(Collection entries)
************
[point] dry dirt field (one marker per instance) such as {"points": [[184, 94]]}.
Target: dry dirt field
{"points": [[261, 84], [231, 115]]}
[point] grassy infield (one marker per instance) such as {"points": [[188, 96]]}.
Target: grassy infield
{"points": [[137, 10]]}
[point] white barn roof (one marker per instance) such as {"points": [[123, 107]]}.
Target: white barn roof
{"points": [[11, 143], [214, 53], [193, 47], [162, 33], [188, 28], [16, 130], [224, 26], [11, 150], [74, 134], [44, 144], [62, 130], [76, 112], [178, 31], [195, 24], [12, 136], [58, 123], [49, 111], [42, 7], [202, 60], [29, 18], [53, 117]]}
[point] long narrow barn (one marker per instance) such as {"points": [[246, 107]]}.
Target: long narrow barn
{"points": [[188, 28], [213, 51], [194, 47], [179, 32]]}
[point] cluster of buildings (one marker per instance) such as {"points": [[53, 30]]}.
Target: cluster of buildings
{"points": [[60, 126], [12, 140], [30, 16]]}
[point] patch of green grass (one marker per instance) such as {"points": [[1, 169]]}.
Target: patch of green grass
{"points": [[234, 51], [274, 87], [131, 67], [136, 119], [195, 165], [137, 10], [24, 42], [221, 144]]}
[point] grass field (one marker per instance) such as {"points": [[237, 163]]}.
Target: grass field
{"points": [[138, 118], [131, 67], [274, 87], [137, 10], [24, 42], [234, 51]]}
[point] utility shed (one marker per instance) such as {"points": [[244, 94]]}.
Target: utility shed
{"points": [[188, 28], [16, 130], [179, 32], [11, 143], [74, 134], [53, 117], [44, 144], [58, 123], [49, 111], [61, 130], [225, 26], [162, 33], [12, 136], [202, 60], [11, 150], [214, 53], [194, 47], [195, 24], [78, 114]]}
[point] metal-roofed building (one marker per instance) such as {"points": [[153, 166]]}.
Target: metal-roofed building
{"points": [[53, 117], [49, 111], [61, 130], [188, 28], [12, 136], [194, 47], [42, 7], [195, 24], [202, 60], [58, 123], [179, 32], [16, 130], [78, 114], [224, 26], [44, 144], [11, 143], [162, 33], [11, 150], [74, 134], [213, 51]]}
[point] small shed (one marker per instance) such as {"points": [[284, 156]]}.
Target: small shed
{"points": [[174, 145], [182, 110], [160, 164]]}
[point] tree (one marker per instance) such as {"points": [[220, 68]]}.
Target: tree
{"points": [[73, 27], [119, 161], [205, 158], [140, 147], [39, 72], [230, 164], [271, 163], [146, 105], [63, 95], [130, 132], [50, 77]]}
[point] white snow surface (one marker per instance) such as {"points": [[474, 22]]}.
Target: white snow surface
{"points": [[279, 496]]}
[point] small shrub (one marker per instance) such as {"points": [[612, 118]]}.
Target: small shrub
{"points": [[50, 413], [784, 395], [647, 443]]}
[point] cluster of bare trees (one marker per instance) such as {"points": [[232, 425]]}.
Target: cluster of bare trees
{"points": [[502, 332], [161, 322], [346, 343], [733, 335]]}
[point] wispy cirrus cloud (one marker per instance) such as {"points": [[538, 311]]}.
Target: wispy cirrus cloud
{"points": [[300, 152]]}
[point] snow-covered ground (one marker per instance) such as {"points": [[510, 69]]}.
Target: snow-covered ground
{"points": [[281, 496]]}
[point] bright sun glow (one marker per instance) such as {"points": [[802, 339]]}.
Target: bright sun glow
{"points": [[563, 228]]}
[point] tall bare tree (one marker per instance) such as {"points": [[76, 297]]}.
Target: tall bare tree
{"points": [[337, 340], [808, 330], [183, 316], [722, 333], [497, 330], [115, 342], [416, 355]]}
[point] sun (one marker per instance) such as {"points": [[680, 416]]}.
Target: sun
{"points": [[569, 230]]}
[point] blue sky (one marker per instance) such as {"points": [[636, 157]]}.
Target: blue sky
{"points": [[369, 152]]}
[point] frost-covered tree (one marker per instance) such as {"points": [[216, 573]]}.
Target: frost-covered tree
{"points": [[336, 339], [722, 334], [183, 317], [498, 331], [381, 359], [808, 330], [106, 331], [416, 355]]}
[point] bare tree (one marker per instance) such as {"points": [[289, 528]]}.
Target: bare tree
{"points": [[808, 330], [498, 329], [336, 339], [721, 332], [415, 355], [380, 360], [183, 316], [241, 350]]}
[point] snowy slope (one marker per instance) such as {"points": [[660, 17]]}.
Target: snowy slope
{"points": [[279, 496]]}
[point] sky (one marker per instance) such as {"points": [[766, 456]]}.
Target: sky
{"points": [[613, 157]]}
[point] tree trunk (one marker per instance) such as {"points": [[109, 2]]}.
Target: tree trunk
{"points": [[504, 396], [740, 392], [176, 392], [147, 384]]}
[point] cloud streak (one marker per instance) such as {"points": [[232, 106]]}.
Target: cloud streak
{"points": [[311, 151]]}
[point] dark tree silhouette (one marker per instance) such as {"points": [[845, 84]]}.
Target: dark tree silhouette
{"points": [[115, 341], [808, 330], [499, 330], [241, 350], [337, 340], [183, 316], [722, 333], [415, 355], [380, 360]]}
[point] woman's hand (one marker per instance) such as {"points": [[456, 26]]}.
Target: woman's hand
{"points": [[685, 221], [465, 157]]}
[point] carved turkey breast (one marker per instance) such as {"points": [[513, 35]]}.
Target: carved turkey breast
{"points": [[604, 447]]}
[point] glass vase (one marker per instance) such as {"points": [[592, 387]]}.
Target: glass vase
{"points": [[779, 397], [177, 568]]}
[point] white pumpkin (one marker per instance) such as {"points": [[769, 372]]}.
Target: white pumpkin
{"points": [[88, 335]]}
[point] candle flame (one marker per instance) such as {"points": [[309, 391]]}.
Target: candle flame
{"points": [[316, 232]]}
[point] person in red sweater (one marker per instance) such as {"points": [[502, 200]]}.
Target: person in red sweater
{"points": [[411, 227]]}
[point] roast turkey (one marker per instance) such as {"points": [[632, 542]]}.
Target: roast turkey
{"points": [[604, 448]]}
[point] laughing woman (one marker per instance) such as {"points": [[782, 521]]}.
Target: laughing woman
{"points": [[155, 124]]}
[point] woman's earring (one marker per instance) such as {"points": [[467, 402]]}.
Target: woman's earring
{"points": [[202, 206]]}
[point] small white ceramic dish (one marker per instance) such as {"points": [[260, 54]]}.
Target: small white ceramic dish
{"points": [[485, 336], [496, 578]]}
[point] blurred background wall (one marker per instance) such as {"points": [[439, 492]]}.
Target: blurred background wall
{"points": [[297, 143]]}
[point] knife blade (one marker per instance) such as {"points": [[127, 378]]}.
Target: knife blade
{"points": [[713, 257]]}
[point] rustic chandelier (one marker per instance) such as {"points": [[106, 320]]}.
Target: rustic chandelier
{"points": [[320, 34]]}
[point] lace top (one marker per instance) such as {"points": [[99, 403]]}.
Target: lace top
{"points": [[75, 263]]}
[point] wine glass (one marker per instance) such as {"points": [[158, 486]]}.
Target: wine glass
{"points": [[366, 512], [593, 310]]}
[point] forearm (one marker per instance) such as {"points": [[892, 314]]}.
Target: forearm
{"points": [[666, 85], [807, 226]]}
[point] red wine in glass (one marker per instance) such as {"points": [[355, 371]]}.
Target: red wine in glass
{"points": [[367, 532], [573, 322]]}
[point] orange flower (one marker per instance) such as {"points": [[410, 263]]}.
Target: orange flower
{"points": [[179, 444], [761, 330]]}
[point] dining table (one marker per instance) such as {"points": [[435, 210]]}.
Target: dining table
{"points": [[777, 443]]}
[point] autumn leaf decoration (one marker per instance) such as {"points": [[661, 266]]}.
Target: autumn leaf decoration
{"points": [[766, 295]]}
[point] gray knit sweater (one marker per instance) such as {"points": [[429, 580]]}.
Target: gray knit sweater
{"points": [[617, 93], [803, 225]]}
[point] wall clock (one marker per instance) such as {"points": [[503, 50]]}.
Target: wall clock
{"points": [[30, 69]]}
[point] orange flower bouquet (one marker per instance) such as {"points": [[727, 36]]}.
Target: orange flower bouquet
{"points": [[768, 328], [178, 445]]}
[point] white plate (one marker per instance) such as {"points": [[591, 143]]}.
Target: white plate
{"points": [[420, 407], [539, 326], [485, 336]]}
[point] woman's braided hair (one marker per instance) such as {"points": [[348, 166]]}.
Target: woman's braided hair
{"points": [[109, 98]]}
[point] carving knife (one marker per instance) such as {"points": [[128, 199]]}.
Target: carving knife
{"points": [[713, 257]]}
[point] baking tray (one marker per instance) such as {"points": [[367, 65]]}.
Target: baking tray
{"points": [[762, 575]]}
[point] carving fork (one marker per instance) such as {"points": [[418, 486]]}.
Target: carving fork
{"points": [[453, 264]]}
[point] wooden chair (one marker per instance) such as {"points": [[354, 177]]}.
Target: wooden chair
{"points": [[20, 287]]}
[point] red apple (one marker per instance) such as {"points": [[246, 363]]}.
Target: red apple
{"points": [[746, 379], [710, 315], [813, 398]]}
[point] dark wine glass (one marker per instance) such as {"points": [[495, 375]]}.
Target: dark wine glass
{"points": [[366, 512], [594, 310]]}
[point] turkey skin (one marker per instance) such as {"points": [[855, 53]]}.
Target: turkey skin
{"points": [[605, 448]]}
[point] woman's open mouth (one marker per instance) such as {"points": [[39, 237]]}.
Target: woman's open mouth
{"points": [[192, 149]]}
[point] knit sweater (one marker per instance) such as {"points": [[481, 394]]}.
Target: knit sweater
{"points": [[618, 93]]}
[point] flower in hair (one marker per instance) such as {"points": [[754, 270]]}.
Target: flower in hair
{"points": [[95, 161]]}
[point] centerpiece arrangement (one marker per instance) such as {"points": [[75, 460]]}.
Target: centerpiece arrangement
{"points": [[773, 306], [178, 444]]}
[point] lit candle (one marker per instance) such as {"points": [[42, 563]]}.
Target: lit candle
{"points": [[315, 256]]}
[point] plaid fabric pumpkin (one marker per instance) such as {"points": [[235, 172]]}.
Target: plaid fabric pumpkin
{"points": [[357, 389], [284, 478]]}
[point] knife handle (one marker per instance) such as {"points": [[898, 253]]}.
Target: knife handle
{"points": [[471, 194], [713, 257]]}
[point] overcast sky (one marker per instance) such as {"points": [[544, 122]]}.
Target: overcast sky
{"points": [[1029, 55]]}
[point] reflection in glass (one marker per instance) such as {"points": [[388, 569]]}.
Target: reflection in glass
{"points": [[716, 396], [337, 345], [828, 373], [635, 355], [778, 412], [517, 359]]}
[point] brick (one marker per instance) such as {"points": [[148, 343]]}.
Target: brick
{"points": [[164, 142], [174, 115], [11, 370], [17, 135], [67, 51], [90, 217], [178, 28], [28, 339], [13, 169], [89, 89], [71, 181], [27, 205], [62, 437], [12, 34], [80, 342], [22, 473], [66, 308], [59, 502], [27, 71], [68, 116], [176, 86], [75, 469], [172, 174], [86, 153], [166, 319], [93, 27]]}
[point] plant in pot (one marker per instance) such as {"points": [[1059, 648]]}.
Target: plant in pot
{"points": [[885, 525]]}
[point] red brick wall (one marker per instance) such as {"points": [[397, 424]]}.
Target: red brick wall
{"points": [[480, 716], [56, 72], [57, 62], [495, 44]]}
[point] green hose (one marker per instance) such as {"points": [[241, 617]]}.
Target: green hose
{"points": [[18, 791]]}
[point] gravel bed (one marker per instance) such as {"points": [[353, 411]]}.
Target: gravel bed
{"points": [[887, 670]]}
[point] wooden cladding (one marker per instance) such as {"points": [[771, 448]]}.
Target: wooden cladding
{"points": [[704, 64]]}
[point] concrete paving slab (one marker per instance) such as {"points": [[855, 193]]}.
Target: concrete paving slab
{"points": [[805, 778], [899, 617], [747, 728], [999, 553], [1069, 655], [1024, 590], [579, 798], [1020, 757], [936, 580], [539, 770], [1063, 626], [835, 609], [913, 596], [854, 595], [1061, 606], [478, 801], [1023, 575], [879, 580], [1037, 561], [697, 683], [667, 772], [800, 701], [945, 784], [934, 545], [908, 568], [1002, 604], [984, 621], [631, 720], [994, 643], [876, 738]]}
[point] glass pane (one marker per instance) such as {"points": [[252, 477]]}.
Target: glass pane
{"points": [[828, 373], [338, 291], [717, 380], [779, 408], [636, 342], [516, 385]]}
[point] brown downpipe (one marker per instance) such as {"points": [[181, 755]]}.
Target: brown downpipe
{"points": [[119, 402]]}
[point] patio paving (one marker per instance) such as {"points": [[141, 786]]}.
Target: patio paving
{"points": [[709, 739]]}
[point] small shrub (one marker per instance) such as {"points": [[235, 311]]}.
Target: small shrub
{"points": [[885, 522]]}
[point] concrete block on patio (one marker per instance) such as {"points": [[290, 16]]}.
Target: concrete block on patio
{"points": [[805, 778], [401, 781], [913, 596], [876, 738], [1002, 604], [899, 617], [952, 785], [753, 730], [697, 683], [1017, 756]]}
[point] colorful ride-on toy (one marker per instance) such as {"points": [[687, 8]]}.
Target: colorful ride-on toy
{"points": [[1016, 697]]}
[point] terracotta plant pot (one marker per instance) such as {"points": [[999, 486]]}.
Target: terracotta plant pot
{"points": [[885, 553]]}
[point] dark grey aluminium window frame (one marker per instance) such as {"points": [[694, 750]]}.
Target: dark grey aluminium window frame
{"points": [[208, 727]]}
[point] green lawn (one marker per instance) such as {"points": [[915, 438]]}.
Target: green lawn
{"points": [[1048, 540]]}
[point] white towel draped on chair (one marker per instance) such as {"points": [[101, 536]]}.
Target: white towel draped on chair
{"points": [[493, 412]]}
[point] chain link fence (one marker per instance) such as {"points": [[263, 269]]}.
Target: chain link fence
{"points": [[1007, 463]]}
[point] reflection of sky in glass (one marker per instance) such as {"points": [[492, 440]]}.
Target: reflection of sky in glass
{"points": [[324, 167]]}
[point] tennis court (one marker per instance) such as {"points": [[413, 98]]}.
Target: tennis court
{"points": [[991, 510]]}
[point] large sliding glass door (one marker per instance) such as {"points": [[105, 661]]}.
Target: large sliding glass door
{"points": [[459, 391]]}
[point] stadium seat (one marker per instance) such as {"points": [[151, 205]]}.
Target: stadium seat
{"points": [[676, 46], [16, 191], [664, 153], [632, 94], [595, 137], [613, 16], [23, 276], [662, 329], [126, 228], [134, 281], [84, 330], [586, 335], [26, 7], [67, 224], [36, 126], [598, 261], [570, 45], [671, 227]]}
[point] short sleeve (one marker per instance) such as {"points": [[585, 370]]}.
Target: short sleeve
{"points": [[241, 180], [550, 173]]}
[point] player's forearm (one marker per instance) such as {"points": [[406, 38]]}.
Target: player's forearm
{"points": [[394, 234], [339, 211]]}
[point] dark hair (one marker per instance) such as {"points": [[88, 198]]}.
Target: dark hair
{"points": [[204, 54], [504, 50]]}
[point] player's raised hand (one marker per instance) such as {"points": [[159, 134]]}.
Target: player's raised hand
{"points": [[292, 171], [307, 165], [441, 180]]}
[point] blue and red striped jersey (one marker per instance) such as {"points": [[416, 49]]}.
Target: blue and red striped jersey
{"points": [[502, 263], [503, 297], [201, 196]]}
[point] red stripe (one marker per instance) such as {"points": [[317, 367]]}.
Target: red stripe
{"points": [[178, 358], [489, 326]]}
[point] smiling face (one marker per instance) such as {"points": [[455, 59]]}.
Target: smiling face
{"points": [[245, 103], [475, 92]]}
************
- What you have to do -
Please update the records from the line with "[point] smiling face" through the end of the records by replacing "smiling face" with "grinning face", and give those lines again with nothing else changed.

- Task answer -
[point] grinning face (one marker per instance) such as {"points": [[455, 59]]}.
Target: grinning face
{"points": [[245, 103], [475, 92]]}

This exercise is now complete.